--- Short exercise ---
Restate, word for word, every line of the data.

--- Material ---
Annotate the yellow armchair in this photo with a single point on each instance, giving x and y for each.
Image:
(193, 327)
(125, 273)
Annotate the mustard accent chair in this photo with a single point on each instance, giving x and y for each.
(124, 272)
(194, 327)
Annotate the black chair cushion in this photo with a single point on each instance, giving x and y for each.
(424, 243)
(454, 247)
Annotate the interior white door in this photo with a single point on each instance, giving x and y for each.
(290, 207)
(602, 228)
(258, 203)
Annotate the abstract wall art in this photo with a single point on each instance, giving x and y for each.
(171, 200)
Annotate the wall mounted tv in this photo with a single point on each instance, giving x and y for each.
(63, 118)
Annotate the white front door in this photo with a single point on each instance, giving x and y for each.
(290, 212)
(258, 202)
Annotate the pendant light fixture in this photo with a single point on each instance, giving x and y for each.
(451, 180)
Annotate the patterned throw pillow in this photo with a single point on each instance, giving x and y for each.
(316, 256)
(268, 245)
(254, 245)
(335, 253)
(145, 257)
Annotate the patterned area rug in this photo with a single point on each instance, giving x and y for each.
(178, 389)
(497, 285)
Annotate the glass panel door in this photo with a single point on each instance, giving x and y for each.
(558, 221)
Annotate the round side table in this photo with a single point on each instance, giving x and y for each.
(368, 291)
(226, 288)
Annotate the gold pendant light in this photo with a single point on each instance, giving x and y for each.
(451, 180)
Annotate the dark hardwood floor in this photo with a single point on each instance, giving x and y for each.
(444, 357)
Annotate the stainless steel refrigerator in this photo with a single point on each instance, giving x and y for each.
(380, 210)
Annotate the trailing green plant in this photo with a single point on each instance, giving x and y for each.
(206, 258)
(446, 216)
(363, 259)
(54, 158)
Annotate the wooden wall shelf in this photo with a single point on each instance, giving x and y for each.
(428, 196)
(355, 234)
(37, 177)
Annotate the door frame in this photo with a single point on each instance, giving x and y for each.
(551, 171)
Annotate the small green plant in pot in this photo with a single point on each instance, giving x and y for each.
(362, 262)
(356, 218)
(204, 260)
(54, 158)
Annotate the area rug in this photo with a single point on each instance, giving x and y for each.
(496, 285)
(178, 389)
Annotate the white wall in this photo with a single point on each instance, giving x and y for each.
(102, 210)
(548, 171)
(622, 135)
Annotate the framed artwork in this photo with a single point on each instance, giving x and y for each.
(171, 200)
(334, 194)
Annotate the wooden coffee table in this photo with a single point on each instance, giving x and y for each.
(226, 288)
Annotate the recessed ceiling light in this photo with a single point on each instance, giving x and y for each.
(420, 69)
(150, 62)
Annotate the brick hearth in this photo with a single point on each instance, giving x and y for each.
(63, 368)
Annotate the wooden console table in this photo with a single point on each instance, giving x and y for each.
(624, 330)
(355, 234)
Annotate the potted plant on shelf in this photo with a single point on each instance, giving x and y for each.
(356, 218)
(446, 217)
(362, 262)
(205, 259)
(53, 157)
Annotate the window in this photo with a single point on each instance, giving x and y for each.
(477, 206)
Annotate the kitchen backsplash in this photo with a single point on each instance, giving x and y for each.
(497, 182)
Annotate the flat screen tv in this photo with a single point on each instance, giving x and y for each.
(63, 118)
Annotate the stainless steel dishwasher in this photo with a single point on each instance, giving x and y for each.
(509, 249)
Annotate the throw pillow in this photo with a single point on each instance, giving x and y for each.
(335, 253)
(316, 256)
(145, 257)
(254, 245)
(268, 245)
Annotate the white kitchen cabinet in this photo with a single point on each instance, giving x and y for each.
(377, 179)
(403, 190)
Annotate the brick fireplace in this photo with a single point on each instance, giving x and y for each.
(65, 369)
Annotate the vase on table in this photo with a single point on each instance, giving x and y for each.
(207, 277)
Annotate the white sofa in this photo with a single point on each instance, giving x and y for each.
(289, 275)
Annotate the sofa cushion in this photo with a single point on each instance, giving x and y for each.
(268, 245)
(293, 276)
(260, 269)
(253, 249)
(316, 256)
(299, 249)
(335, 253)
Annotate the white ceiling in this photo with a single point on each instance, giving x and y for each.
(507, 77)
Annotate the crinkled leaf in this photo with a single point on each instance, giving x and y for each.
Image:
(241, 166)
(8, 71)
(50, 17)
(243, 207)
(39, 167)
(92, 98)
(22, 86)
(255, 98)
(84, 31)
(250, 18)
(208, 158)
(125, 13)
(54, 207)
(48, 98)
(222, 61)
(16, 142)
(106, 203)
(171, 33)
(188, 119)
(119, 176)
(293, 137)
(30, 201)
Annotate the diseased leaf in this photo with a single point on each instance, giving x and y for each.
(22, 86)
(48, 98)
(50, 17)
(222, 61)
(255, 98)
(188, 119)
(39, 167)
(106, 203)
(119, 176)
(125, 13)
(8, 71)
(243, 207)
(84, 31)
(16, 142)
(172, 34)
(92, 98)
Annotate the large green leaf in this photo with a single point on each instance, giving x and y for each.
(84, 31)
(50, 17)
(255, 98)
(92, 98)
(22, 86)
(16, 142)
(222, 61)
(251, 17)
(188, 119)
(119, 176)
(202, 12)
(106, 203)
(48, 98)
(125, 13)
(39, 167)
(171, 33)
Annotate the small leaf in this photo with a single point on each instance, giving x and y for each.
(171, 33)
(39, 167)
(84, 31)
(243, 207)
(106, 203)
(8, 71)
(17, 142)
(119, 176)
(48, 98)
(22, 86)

--- Output ---
Annotate the yellow armchair in this photo with a single point on each instance, giving x and y for each.
Image:
(193, 327)
(125, 273)
Annotate the mustard accent chair in this photo with a single point on each instance, giving x and y for each.
(124, 272)
(194, 327)
Annotate the black chair cushion in this photo with a single point on each instance, giving x and y for each.
(424, 243)
(454, 247)
Annotate the interior white door in this photo with a single point on each instance, giving x and y for each.
(290, 207)
(602, 228)
(258, 203)
Annotate the abstract wall art in this photo with a single point on each instance, giving x and y for each.
(171, 200)
Annotate the wall mounted tv in this photo with a single point on each instance, giving x and y for each.
(63, 118)
Annotate the white front door in this photo with a single point on each instance, giving x and y for each.
(290, 212)
(258, 202)
Annotate the pendant light fixture in this photo with a single point on each instance, giving x and y for each.
(451, 180)
Annotate the patterned throw pillow in this photo with a single point on each instance, giving x and y for each.
(316, 256)
(268, 245)
(254, 245)
(335, 253)
(145, 257)
Annotate the patterned area rug in this photo with a single point on each instance, giving x and y for each.
(178, 389)
(497, 285)
Annotate the glass panel door in this photo with a single point on each instance, giving x and y for each.
(558, 221)
Annotate the round side table in this photo with a single point on each instance, giving x and y for each.
(368, 291)
(226, 288)
Annotate the gold pendant light in this photo with a single point on each instance, giving x and y for each.
(451, 180)
Annotate the dark hardwood floor in this photo with a single point on each instance, giving x and y for each.
(444, 357)
Annotate the stainless steel refrigerator in this photo with a single point on each instance, giving x and y for each.
(380, 210)
Annotate the trailing green plant in this photo with a single point on each instance, giving x and y for each.
(206, 258)
(446, 216)
(363, 259)
(54, 158)
Annotate the wooden wall shelf in this photo with a single point on each instance, giving x and y for each.
(428, 196)
(355, 234)
(37, 177)
Annotate the door frame in this photo with a single point on each instance, giving x and y for each.
(551, 171)
Annotate the small green plant in pot in this photo with a single point on each instance, giving x and y for each.
(362, 262)
(356, 218)
(204, 260)
(54, 158)
Annotate the area rug in this photo with a single point on each instance, giving x and y for each.
(496, 285)
(178, 389)
Annotate the white wall in this photo with a single point on each instance, giving x and y for each.
(102, 210)
(548, 171)
(622, 135)
Annotate the framed artwork in this photo with a single point on each instance, giving x and y for each.
(171, 200)
(334, 194)
Annotate the wooden coffee table in this photo with a single point on each instance, giving x and y for each.
(226, 288)
Annotate the recessed ceiling light in this photo with a single point on each instance, giving x and y for each.
(420, 69)
(150, 62)
Annotate the brick hearth in this photo with a single point on each instance, giving x and y for each.
(63, 368)
Annotate the wooden console table in this photo with a single point on each instance, giving x and y for each.
(624, 330)
(355, 234)
Annotate the potted plant on shelf in this photo with a single point on each instance, giving x and y for each.
(356, 218)
(446, 217)
(362, 262)
(205, 259)
(53, 157)
Annotate the window in this photo with a single point on each instance, giving x and y for each.
(477, 206)
Annotate the kitchen backsplash in this photo with a single point on each instance, giving x and y for each.
(497, 182)
Annotate the flat screen tv in this photo with a single point on each instance, giving x and y for each.
(63, 118)
Annotate the stainless steel dishwasher in this photo with a single point on each instance, giving x and y for each.
(509, 249)
Annotate the throw pillow in this photo with a single point on each instance, giving x and y for each.
(335, 253)
(316, 256)
(145, 257)
(254, 245)
(268, 245)
Annotate the white kitchen cabinet in this photo with a single point on each instance, giving x and y for each.
(377, 179)
(403, 190)
Annotate the brick fireplace in this photo with a single point on each instance, giving x and y for each.
(65, 369)
Annotate the vase on table in this photo with a single point on each instance, giving x and y for each.
(207, 277)
Annotate the white sofa in this photo with a single point on each instance, giving x and y for each.
(289, 275)
Annotate the sofa cushion in this photo with a single point on each instance, giving x and y for each.
(268, 245)
(293, 276)
(260, 269)
(253, 249)
(316, 256)
(299, 249)
(335, 253)
Annotate the white ceiling in this photo with a single point on each instance, giving x and y for each.
(507, 77)
Annotate the crinkled leaf in this photo with a single point on each instance, giving x and y for each.
Image:
(241, 166)
(8, 71)
(50, 17)
(243, 207)
(39, 167)
(92, 98)
(22, 86)
(255, 98)
(84, 31)
(250, 18)
(208, 158)
(125, 13)
(54, 207)
(48, 98)
(222, 61)
(16, 142)
(106, 203)
(171, 33)
(188, 119)
(119, 176)
(293, 137)
(30, 201)
Annotate the diseased leaf in this photo with a single point on each instance, giving x and y for each.
(22, 86)
(48, 98)
(50, 17)
(222, 61)
(255, 98)
(188, 119)
(39, 167)
(106, 203)
(119, 176)
(125, 13)
(8, 71)
(243, 207)
(84, 31)
(16, 142)
(172, 34)
(92, 98)
Annotate the large green leaf in this photo with a single point on each instance, giving x and y for each.
(84, 31)
(50, 17)
(255, 98)
(92, 98)
(22, 86)
(16, 142)
(222, 61)
(251, 17)
(188, 119)
(119, 176)
(202, 12)
(106, 203)
(48, 98)
(125, 13)
(39, 167)
(171, 33)
Annotate the small leaf in this photo with a single point on each instance, giving x and y for each.
(171, 33)
(39, 167)
(84, 31)
(243, 207)
(106, 203)
(8, 71)
(17, 142)
(119, 176)
(48, 98)
(22, 86)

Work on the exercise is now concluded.